Medium asks $5 a month for nothing - JimWibble
https://www.theregister.co.uk/2017/03/24/medium_five_bucks_a_month_for_nothing/
======
jawns
This article is a pretty good take-down of Medium's business model and its
future prospects.

But even if you don't really care about Medium, it's actually a very strong
piece otherwise, because it presents a fairly comprehensive list of the
various business models that online publishers have tried over the years,
along with data about how successful those strategies have been.

I'm a former journalist who had to leave the industry not because I didn't
care for journalism anymore, but because newspapers lost their business model,
and the industry remains a shadow of its former self.

Among the business models the article describes:

\- Ad-funded. When it doesn't work well: General interest news orgs, such as
your daily metro newspaper. The bulk of their ad revenue continues to come
from print advertising, and digital advertising has little chance of every
pulling in comparable revenue. When it works well: "We cover a specific niche;
we dig in a little deeper; we tend to know what we're talking about; we're
independently owned and thus have no corporate investors to please."

EXTRACTED DATA:
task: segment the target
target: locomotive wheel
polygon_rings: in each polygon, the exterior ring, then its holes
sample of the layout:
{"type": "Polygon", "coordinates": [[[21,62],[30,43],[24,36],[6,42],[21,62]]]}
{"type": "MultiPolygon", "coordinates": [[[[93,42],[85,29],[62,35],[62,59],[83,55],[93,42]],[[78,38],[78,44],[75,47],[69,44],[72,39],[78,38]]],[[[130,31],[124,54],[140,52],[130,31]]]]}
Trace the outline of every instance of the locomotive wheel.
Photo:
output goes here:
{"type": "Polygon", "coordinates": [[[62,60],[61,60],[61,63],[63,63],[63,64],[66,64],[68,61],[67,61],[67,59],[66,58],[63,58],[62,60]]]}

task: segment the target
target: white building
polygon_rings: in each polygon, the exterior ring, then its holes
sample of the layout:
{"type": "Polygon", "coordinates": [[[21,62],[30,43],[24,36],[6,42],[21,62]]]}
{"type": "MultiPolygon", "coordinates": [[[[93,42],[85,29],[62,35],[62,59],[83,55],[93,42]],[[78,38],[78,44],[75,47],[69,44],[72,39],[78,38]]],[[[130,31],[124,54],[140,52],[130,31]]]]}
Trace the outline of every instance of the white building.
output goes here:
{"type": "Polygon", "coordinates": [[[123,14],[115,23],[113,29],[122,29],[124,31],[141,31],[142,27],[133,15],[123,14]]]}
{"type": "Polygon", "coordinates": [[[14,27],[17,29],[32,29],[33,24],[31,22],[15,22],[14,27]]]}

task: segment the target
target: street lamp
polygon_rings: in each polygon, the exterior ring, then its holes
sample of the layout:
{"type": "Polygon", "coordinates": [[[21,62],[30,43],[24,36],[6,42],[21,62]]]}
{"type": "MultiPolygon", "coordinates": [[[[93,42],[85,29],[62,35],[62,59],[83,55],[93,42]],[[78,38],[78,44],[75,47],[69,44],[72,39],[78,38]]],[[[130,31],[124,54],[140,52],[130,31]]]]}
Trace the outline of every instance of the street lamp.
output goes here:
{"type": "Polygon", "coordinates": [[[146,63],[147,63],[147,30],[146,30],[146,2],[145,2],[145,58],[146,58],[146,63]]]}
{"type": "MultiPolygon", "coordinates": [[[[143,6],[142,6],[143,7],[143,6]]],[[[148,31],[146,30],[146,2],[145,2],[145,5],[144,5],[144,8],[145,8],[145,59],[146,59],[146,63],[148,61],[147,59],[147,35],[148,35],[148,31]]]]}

* * *

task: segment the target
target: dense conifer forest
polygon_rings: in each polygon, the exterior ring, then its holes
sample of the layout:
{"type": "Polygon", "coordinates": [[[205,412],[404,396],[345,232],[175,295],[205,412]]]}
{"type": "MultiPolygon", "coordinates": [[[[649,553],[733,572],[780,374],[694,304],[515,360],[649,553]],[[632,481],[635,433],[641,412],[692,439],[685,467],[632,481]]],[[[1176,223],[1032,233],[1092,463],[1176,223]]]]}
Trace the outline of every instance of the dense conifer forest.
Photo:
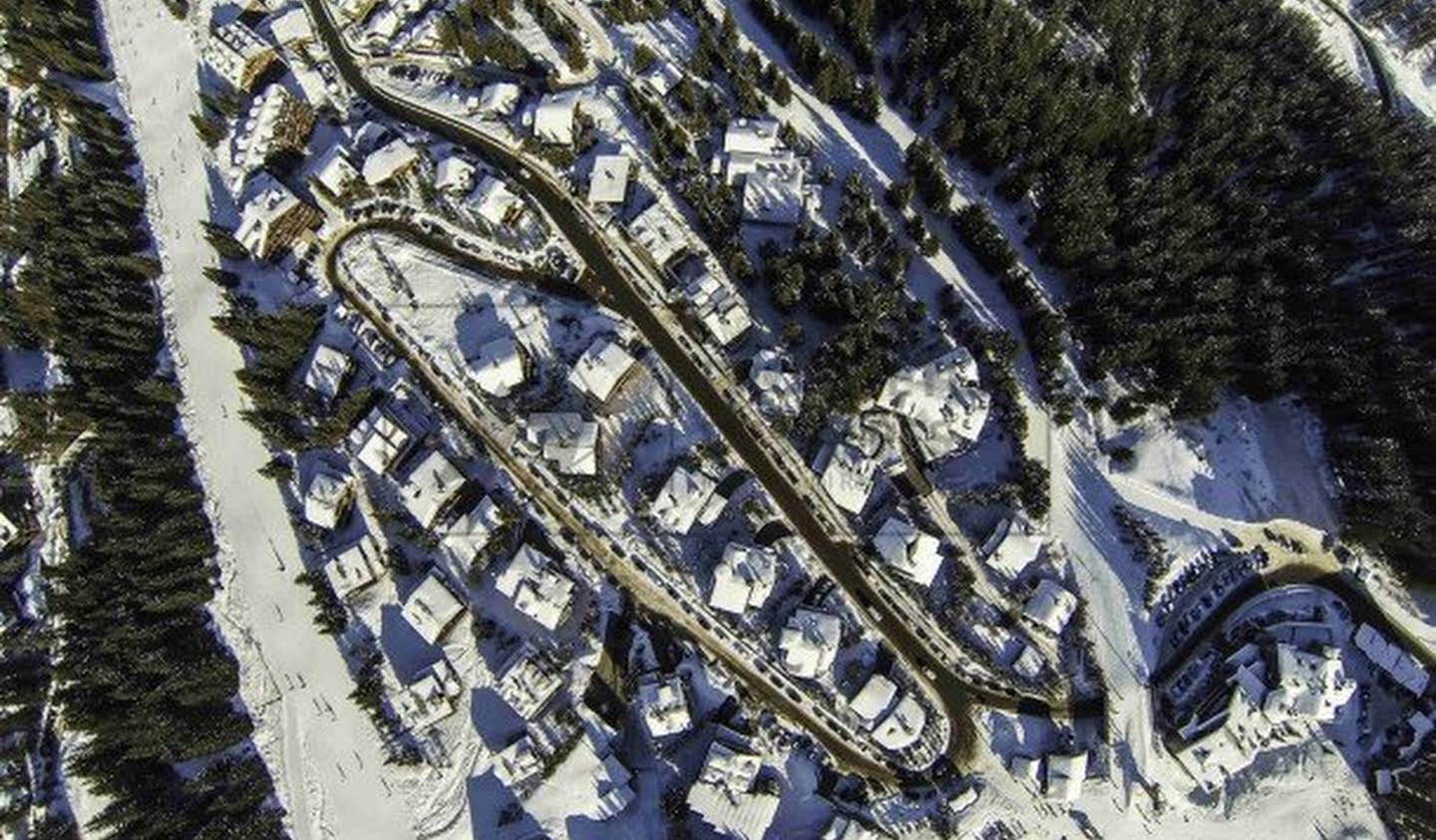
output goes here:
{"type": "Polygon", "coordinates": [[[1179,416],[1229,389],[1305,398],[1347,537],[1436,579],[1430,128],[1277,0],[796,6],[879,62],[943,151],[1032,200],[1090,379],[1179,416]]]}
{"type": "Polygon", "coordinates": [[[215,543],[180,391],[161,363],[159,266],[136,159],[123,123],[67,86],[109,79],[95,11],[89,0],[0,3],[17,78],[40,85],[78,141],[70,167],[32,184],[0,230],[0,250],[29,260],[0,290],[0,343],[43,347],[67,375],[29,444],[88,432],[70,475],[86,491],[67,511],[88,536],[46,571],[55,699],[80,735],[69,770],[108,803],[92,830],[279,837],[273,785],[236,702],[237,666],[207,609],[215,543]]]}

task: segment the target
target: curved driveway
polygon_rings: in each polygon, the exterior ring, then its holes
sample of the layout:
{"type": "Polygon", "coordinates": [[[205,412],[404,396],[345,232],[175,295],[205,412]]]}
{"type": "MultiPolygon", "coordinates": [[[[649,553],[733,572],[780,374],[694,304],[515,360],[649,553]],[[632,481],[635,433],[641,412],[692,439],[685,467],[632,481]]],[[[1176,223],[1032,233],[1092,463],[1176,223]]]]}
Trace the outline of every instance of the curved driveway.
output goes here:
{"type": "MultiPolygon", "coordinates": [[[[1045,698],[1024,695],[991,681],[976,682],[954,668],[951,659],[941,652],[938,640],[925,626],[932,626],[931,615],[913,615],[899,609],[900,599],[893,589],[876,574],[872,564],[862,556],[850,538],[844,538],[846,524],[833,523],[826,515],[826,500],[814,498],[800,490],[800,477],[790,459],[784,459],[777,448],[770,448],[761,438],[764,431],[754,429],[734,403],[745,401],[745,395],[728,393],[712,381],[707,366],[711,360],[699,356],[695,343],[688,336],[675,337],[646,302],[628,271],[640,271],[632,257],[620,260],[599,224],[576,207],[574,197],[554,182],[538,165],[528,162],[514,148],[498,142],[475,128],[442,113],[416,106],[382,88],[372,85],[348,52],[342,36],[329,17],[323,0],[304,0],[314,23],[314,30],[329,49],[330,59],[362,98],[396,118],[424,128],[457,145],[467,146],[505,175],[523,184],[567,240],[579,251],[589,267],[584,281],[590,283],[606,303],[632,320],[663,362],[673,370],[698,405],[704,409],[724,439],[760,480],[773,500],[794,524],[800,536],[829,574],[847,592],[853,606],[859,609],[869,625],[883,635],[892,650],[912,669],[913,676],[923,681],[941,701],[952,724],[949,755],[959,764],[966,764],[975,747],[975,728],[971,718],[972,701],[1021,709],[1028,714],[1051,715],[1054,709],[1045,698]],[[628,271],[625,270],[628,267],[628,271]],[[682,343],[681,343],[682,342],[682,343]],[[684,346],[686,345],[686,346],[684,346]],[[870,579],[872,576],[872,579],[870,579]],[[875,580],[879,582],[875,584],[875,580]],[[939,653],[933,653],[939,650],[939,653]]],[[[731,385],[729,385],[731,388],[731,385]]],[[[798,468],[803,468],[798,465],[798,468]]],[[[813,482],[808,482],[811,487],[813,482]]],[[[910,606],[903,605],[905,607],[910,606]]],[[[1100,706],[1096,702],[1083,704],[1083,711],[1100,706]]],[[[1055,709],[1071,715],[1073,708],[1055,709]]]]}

DIRECTIVES:
A – Do these statements agree with the thread on Medium's business model? Answer yes or no for each, quoting the words of the thread that decide it.
(i) The commenter left journalism after losing interest in it.
(ii) General interest news organizations still get most of their ad revenue from print advertising.
(iii) The commenter considers the article strong only for readers who care about Medium.
B – Answer these questions about the thread on Medium's business model:
(i) What monthly price does the headline say Medium asks?
(ii) What did the commenter used to work as?
(iii) What example of a general interest news org is given?
The two blocks of lines have nothing to do with the thread.

PER-TASK ANSWERS:
A –
(i) No: "not because I didn't care for journalism anymore, but because newspapers lost their business model"
(ii) Yes: "The bulk of their ad revenue continues to come from print advertising"
(iii) No: "even if you don't really care about Medium, it's actually a very strong piece otherwise"

B –
(i) $5 a month
(ii) A journalist
(iii) Your daily metro newspaper